◆ **EXERCISE INPUTS**:
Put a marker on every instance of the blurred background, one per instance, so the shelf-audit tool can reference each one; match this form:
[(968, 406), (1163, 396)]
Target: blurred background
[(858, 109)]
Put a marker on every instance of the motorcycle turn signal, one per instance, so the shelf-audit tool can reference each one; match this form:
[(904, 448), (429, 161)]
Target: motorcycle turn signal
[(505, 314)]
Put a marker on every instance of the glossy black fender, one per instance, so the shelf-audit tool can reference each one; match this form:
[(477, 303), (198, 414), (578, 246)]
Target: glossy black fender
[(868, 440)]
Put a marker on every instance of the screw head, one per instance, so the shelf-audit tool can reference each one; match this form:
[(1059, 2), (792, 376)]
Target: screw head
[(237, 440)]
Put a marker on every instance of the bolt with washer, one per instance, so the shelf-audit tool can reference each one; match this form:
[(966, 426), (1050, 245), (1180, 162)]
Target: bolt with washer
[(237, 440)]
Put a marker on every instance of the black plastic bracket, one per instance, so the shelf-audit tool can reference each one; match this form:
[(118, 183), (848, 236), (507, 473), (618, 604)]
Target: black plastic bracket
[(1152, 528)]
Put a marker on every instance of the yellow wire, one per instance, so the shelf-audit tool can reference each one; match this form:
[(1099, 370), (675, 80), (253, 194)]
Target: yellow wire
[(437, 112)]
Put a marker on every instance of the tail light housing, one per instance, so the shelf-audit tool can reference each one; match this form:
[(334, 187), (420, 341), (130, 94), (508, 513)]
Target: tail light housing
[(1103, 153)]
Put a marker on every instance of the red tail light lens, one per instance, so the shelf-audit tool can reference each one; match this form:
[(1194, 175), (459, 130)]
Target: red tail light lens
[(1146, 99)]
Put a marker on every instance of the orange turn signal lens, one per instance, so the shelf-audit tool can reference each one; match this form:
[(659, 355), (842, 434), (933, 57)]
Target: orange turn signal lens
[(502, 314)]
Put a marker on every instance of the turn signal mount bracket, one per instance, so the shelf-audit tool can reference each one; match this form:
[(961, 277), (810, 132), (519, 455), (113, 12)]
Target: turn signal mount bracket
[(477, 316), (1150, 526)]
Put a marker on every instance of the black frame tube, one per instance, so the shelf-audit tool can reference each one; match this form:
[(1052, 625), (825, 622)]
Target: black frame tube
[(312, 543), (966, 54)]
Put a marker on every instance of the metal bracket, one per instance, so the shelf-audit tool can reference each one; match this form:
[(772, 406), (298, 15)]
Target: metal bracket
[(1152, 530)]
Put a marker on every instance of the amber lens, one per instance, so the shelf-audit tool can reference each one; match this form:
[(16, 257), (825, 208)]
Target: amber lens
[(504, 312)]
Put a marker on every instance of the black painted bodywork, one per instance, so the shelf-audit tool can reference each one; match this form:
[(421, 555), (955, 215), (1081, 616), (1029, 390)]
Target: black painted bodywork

◆ **WHAT YOU NEED TO DO**: Reproduce all of the records above word for word, leaving every line unchanged.

◆ **SOLUTION**:
Put a marker on every instance of the blurred background, one per instance, so the shelf-audit tool can reference each one; match this form:
[(968, 406), (1163, 396)]
Target: blurred background
[(858, 109)]
Put a marker on every instance of the motorcycle turn signal, one per instance, so the shelf-audit tool can reference each one; match this form:
[(904, 448), (429, 161)]
Target: motorcycle turn signal
[(505, 314)]
Put a marker on every instance of the glossy black fender, one per instance, so the shelf-audit tool can reference each one; match this form:
[(477, 303), (198, 414), (578, 246)]
Target: glossy black fender
[(868, 440)]
Put a marker on every instance of the screw head, one per instance, so the shelf-audit tool can reference each one; match this form:
[(1059, 2), (792, 376)]
Target: screw head
[(237, 440)]
Put a marker on every instance of the bolt with washer, one per instance, so the shelf-audit tool can reference each one; match this form:
[(966, 426), (1050, 245), (1180, 162)]
Target: bolt with washer
[(237, 440)]
Put a marker on every instance of the black plastic bracket, one per instance, so the shelf-audit tool can reference each one; match this form:
[(118, 183), (848, 236), (507, 473), (618, 604)]
Target: black plastic bracket
[(1152, 528)]
Put a marker on every instance of the yellow wire, one per instance, so the shelf-audit tool can reference each one; match this form:
[(1099, 370), (675, 80), (253, 194)]
Target: yellow wire
[(437, 112)]
Put a marker on every instance of the tail light housing, one per instance, so the shelf-audit tool can reference each one; match this form:
[(334, 187), (420, 341), (130, 94), (508, 513)]
Target: tail light housing
[(1103, 153)]
Put a marker on every instance of the red tail light lens, one per instance, so the shelf-audit tool can reference each one; match this form:
[(1194, 175), (459, 130)]
Target: red tail light lens
[(1146, 99)]
Put a marker on every instance of the orange turn signal lens, one per instance, so the shelf-audit tool can reference each one; match this form:
[(659, 355), (842, 434), (933, 57)]
Target: orange turn signal lens
[(502, 314)]
Put a marker on every instance of the turn signal mount bracket, one per instance, so the shelf-audit tool can reference each one; match this form:
[(961, 277), (810, 132), (519, 455), (113, 12)]
Target: turn signal mount bracket
[(477, 316), (1150, 526)]
Put a marker on every instance of the black frame tube, one per instance, so the shelf-audit tool can reference each one; match this form:
[(1052, 625), (825, 622)]
Target: black frame tube
[(312, 543), (966, 54)]
Put a marker on every instance of the metal bracket, one per instance, so the shelf-audit tool can reference each one; match this form:
[(772, 406), (298, 15)]
Target: metal bracket
[(1152, 530)]
Put a marker on every instance of the amber lens, one per instance, so the shelf-audit tool can reference each one; match this form:
[(16, 257), (825, 208)]
Target: amber lens
[(504, 312)]
Put a marker on every instance of the black painted bodywork, one per instance, so the shelf-audit tool can reference each one; match this form:
[(421, 555), (955, 215), (1081, 616), (1029, 390)]
Target: black painted bodywork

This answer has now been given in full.